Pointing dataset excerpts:

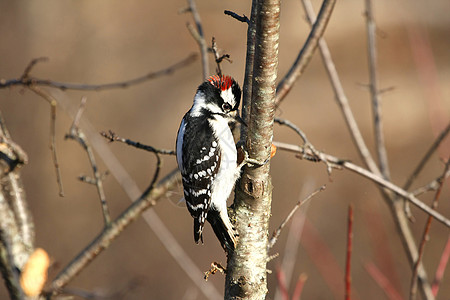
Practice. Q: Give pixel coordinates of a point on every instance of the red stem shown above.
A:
(348, 276)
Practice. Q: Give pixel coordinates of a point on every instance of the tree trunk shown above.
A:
(246, 272)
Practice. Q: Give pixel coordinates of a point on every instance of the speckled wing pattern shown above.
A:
(201, 162)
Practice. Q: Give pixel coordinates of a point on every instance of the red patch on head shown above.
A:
(221, 82)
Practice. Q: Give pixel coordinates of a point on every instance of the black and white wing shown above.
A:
(198, 158)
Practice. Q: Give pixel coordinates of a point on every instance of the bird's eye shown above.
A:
(226, 106)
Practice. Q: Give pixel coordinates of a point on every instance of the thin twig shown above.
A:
(305, 54)
(426, 157)
(217, 57)
(306, 144)
(33, 81)
(293, 237)
(101, 242)
(170, 243)
(431, 186)
(374, 92)
(425, 236)
(76, 134)
(397, 208)
(441, 268)
(293, 127)
(277, 232)
(52, 101)
(382, 281)
(199, 37)
(348, 276)
(340, 96)
(337, 162)
(248, 76)
(112, 137)
(234, 15)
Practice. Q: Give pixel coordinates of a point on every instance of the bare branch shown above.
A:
(305, 55)
(234, 15)
(371, 176)
(397, 209)
(77, 135)
(348, 276)
(382, 281)
(341, 98)
(426, 157)
(52, 101)
(248, 76)
(33, 62)
(28, 80)
(112, 137)
(253, 194)
(374, 92)
(217, 57)
(425, 236)
(277, 232)
(441, 267)
(101, 242)
(199, 37)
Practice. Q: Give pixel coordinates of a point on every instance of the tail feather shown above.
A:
(223, 229)
(198, 231)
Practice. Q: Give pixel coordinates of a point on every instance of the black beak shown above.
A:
(240, 120)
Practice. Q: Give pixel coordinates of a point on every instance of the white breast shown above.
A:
(180, 144)
(228, 171)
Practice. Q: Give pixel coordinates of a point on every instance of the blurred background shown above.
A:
(108, 41)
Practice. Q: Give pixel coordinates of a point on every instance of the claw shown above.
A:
(246, 160)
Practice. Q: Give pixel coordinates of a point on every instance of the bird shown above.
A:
(207, 157)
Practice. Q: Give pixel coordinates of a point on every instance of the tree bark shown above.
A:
(246, 272)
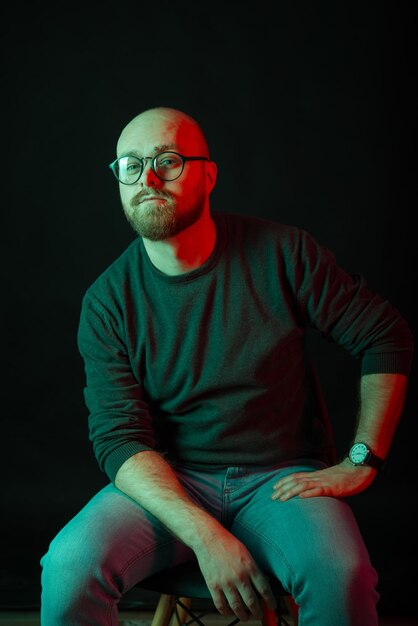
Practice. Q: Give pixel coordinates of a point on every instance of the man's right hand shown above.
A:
(234, 580)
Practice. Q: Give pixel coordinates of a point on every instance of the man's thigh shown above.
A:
(301, 538)
(116, 536)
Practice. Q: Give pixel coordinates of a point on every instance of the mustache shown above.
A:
(146, 194)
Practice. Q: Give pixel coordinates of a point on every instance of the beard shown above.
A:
(164, 220)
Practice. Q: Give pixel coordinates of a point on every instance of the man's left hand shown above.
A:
(338, 481)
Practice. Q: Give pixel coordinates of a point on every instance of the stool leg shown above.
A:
(270, 617)
(180, 615)
(164, 610)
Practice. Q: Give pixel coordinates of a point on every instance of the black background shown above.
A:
(310, 112)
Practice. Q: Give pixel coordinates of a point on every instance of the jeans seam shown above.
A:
(275, 547)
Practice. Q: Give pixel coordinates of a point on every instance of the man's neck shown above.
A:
(186, 251)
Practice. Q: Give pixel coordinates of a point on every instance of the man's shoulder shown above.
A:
(260, 227)
(114, 275)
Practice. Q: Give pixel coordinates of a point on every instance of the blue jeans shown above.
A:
(313, 546)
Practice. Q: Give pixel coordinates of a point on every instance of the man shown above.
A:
(205, 412)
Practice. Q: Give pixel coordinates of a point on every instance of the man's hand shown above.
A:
(339, 481)
(235, 582)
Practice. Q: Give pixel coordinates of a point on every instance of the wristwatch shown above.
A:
(360, 454)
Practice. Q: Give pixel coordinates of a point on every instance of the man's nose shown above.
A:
(149, 177)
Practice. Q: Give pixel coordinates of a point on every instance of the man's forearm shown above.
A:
(382, 398)
(149, 480)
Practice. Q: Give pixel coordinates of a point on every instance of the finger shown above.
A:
(290, 478)
(285, 493)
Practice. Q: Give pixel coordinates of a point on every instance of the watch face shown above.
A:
(359, 453)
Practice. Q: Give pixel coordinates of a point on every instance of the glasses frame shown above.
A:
(153, 160)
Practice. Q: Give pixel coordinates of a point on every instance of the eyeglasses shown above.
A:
(166, 165)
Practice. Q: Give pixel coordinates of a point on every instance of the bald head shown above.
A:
(162, 128)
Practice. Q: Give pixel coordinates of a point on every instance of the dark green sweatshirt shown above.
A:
(210, 367)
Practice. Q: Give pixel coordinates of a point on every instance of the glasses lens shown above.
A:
(128, 169)
(168, 165)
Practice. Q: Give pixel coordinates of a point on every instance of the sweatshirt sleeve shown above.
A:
(120, 424)
(343, 309)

## Exercise prompt
Repeat word for word each line from the one with "wristwatch shown above." to the end of the records above, inclusive.

## Output of the task
Practice. Q: Give pixel coordinates of a point on every instance of the wristwatch shown above.
A:
(360, 454)
Practice. Q: Give pixel coordinates of a point on every instance of the man's nose shown above.
A:
(149, 177)
Practice. Q: Give pixel coordinates of a point on every instance of the man's forearm shown above.
A:
(382, 398)
(149, 480)
Practice. Q: Give pixel coordinates of a point on every instance of the finger shown above.
A:
(290, 478)
(285, 493)
Practice. Q: Give pixel coordinates of a point on every instance of the watch face shown above.
A:
(359, 453)
Practice. Q: Give pixel coordinates of a point on every instance of the glasses frame shown above.
A:
(153, 160)
Practice. Q: Give pixel coordinates of a point on every instance of the eyeglasses shown above.
A:
(166, 165)
Practice. Q: Give pixel coordinates of a point on every instance of the bald head shown above.
A:
(162, 128)
Practice. Q: Give pixel coordinates of a point on every instance of the dark green sweatshirt shown above.
A:
(210, 367)
Practice. Q: Give pixel coordinates of a point on every instance of the glasses lens shown above.
A:
(128, 169)
(168, 165)
Practice. Q: Give pixel coordinates of a point on every instance of the sweatshirt sleeve shown above.
A:
(120, 424)
(343, 309)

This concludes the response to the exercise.